DATA SUPPLIED:

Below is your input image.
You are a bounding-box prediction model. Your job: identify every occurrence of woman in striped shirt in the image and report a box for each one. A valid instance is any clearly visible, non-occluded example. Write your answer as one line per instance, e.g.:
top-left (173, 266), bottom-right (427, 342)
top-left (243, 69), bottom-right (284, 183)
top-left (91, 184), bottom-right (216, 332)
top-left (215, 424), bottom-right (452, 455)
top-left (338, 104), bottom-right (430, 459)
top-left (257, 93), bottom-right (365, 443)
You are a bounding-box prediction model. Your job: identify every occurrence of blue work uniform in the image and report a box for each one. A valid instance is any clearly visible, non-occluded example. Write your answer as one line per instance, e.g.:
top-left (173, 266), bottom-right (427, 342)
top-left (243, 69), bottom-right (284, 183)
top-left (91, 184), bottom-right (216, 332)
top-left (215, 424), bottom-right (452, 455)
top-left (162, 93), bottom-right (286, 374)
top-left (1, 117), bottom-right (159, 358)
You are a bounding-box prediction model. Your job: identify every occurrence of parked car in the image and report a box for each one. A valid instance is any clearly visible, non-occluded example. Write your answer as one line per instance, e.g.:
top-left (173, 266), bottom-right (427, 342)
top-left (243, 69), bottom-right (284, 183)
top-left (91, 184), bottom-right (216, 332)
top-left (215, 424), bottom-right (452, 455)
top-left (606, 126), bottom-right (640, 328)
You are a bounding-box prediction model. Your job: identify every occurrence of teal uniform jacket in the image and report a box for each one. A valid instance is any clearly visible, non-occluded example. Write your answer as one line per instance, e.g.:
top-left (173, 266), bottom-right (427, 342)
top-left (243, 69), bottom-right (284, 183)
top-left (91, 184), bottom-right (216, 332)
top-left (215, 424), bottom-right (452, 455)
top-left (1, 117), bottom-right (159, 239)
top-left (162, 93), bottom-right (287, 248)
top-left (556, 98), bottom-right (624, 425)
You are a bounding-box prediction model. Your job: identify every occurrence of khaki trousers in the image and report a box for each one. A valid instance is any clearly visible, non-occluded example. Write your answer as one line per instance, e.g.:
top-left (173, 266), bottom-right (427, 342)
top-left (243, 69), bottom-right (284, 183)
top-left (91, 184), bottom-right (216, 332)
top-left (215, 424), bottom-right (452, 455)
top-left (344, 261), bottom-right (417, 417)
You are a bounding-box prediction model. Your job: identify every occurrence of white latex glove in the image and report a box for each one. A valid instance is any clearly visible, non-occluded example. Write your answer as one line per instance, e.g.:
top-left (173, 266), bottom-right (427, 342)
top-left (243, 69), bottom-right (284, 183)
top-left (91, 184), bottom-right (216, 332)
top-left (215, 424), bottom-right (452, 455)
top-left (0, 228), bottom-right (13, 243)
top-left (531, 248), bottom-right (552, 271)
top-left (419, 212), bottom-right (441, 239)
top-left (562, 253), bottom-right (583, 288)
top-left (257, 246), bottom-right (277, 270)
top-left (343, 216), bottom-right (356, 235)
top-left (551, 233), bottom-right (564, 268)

REQUIRED WORK:
Every entry above needs to be quoted exactly.

WORKED SOLUTION:
Below is your input image.
You are a bounding-box prediction model. Your job: identify every occurrence of woman in striped shirt in the image and report a box for each one. A valid instance is any clearly visible, non-occluded example. Write your answer as one line per instance, e.g.:
top-left (173, 266), bottom-right (427, 342)
top-left (243, 69), bottom-right (284, 183)
top-left (91, 184), bottom-right (216, 332)
top-left (215, 424), bottom-right (452, 455)
top-left (338, 104), bottom-right (430, 459)
top-left (257, 93), bottom-right (365, 443)
You are a bounding-box prediction model. Your job: identify every occurrence of blue work uniform in the image and report a box for each one. A valid instance is any clearly visible, non-occluded example. Write your answer as one line per instance, e.g.:
top-left (173, 266), bottom-right (427, 342)
top-left (243, 69), bottom-right (284, 183)
top-left (91, 184), bottom-right (216, 332)
top-left (215, 424), bottom-right (452, 455)
top-left (162, 93), bottom-right (286, 374)
top-left (1, 117), bottom-right (159, 358)
You are a bounding-box prediction model. Your job: identify every occurrence of parked car in the image and report a box for each one. A valid instance is any clearly visible, non-occluded example. Write your answer as one line per instance, e.g.:
top-left (173, 266), bottom-right (427, 342)
top-left (243, 69), bottom-right (284, 183)
top-left (91, 184), bottom-right (216, 332)
top-left (215, 424), bottom-right (452, 455)
top-left (606, 126), bottom-right (640, 328)
You are a bounding-box prediction model. Your job: identify every occurrence of teal uniform jacket in the image and report a box for each one. A valid instance is any clearly visible, non-occluded example. Write your answer as one line per instance, e.g.:
top-left (173, 266), bottom-right (427, 342)
top-left (243, 69), bottom-right (284, 183)
top-left (91, 184), bottom-right (216, 332)
top-left (215, 424), bottom-right (452, 455)
top-left (1, 117), bottom-right (159, 239)
top-left (162, 93), bottom-right (287, 248)
top-left (556, 98), bottom-right (624, 425)
You are a bounding-box prediction model. Your job: identify every occurrence of khaki trousers in the image and report a box for each one. A valid instance is any clearly visible, non-occluded example. Write your answer as one line per instance, e.g.:
top-left (173, 266), bottom-right (427, 342)
top-left (243, 69), bottom-right (284, 183)
top-left (91, 184), bottom-right (216, 332)
top-left (215, 424), bottom-right (452, 455)
top-left (344, 261), bottom-right (417, 417)
You are a bounding-box prediction model. Your job: identify every occurrence of white latex glove in the image and report a box for each one. A valid instance is any clearly visible, non-occluded example. Write your answer as one line per instance, e.g.:
top-left (173, 266), bottom-right (427, 342)
top-left (243, 69), bottom-right (284, 183)
top-left (91, 184), bottom-right (216, 332)
top-left (215, 424), bottom-right (452, 455)
top-left (0, 228), bottom-right (13, 243)
top-left (531, 248), bottom-right (552, 271)
top-left (419, 212), bottom-right (441, 239)
top-left (562, 253), bottom-right (583, 288)
top-left (257, 246), bottom-right (277, 270)
top-left (343, 216), bottom-right (356, 235)
top-left (551, 233), bottom-right (564, 268)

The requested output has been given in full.